Reproduce the records below exactly as they appear.

[Coordinate annotation entries]
+++

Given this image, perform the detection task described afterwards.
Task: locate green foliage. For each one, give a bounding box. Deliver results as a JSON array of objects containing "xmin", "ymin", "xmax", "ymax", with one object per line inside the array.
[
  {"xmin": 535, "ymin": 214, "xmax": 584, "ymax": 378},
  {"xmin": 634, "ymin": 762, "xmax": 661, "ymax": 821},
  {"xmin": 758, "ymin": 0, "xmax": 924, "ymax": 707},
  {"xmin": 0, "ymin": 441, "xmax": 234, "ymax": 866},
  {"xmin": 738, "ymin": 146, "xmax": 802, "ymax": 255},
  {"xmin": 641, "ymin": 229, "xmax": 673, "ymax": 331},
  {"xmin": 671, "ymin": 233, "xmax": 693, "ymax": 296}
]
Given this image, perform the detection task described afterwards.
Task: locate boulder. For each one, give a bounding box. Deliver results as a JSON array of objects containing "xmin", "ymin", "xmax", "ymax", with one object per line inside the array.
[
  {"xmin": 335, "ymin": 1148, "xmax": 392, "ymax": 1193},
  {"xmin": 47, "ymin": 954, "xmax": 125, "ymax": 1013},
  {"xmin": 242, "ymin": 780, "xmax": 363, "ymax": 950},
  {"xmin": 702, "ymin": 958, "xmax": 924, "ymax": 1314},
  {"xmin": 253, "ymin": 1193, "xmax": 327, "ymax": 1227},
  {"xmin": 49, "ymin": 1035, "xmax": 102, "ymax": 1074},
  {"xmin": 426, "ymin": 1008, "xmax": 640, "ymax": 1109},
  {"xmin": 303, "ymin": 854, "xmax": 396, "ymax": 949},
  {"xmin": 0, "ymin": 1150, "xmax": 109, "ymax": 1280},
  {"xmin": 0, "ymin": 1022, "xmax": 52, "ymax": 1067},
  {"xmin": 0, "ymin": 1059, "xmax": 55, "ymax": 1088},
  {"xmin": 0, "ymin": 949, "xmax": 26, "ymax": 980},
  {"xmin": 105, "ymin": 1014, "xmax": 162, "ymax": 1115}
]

+++

▸ Answer to the task
Given this image, perform the detection task described afterwards.
Task: locate green foliage. For each one, give a bounding box. Deliver results as a JSON array of objects containing "xmin", "ymin", "xmax", "ymax", with one object per line inside the array.
[
  {"xmin": 535, "ymin": 214, "xmax": 584, "ymax": 378},
  {"xmin": 634, "ymin": 762, "xmax": 661, "ymax": 821},
  {"xmin": 758, "ymin": 0, "xmax": 924, "ymax": 707},
  {"xmin": 0, "ymin": 441, "xmax": 234, "ymax": 866},
  {"xmin": 738, "ymin": 146, "xmax": 802, "ymax": 255},
  {"xmin": 641, "ymin": 229, "xmax": 673, "ymax": 331},
  {"xmin": 671, "ymin": 233, "xmax": 693, "ymax": 296}
]
Given this image, perform the detection task described afterwards.
Task: locate boulder. For each one, give a bounding box. Deliver results as a JSON array of objects containing "xmin", "ymin", "xmax", "ymax", with one object per line inside the array.
[
  {"xmin": 335, "ymin": 1148, "xmax": 392, "ymax": 1193},
  {"xmin": 47, "ymin": 954, "xmax": 125, "ymax": 1013},
  {"xmin": 242, "ymin": 780, "xmax": 363, "ymax": 950},
  {"xmin": 702, "ymin": 958, "xmax": 924, "ymax": 1314},
  {"xmin": 253, "ymin": 1193, "xmax": 327, "ymax": 1227},
  {"xmin": 49, "ymin": 1035, "xmax": 102, "ymax": 1074},
  {"xmin": 426, "ymin": 1008, "xmax": 640, "ymax": 1109},
  {"xmin": 303, "ymin": 854, "xmax": 396, "ymax": 949},
  {"xmin": 0, "ymin": 1150, "xmax": 109, "ymax": 1280},
  {"xmin": 0, "ymin": 1022, "xmax": 52, "ymax": 1067},
  {"xmin": 0, "ymin": 1059, "xmax": 55, "ymax": 1088},
  {"xmin": 0, "ymin": 949, "xmax": 26, "ymax": 980},
  {"xmin": 105, "ymin": 1014, "xmax": 162, "ymax": 1115}
]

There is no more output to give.